• What is expected: In the forum thread below, what integer type is Rust's type id said to use?

• Excerpted passage:
· · · · ·
If this proposal is accepted, I definitely think the returned integer should have a fixed size (probably 32 bits). 32 bits is a sweet spot: 16 is too few to represent the number of types which might exist in a large application, but 64 (or usize) is very excessive (in fact, the canonical compiler implementation won't let you have more than 2^32 distinct types today, and I am beyond certain nobody will ever hit this limitation).

mlugg avatar May 04 '24 19:05 mlugg

@sno2 Using RLS here is a bit tricky. There are two options:

  • The same integer value is returned regardless of the type. In this case, that integer must fit in some minimum size (e.g. u32), and so there is no difference to just returning that size integer!

I was more thinking of the compiler counting how many types we have defined and log2 that into an integer type as the TypeId integer type. Although, this is now seeming like a hard task with many different edge cases depending on when you call @typeId so I think using u32 as you said is the best option.

Also, ~~possibly useless~~ side note but Rust's type id uses a u128 but I wasn't able to find any reasoning or investigations into shrinking it anywhere.

sno2 avatar May 04 '24 20:05 sno2

32 bits is a sweet spot: 16 is too few to represent the number of types which might exist in a large application, [...]

I can't think of a use case I would ever use this builtin for (it's a bit at odds with my fundamental design philosophy), but for everyone here who seems to have use cases: Do you expect to use it for all/most types that appear anywhere (including intermediately) in your entire program? Think of every

  • integer type, signed and unsigned,
  • enum, union
  • pointer with and without mutability, for every alignment
  • arrays with different lengths
  • optional

That multiplies into a really big number.

I would expect many use cases actually only use this builtin when serializing a rather small set of types (and maybe their fields' types, recursively) over particular interfaces. Therefore it might be less work for the compiler to only assign ids to types that have been passed to @typeId. Doing that, maybe a u8 would be enough for some use cases, and we can guarantee only code which uses this feature "pays" for it (assuming this isn't something we already get for basically free via the intern pool - which it might be).

(Then again, maybe this is more of an ergonomics feature than a performance-oriented one? Plus, deduplicating ids in userland is also possible, even if it poses some of the same global-type-list challenges this proposal fundamentally tries to move into the compiler.)

rohlem avatar May 05 '24 10:05 rohlem

Could someone give a solid use-case for this, I have nothing in my head. And never came across situation I need this even remotely.

likern avatar May 05 '24 12:05 likern

The one reason I've wanted it in the past is for safety on *anyopaque. Assuming @typeName is guaranteed to be unique, it can be used instead.
· · · · ·
• Provided information:

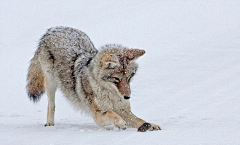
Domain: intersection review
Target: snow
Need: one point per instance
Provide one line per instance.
(187, 81)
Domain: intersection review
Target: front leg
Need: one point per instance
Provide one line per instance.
(103, 118)
(135, 122)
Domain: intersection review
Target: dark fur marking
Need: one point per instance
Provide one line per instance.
(35, 97)
(51, 56)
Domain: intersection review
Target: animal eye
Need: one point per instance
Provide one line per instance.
(116, 80)
(129, 79)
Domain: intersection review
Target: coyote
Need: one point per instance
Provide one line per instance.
(94, 81)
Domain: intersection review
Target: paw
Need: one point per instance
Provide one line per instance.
(154, 127)
(120, 123)
(148, 126)
(49, 124)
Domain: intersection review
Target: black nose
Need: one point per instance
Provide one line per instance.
(126, 97)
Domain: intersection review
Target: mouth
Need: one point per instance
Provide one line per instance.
(126, 97)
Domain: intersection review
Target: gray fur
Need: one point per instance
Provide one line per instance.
(68, 60)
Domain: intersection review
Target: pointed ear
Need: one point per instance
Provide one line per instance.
(133, 54)
(110, 61)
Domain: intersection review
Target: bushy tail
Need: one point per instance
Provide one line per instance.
(35, 80)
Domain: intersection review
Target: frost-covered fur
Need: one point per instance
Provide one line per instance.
(94, 82)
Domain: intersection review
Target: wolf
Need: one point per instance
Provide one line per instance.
(94, 81)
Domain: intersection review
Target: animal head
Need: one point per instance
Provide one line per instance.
(116, 67)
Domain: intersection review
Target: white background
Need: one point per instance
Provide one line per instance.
(188, 80)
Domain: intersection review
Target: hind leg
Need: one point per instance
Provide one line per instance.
(50, 88)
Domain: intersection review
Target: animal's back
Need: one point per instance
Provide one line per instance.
(58, 50)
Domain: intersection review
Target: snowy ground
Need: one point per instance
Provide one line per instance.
· · · · ·
• Final result: A u128.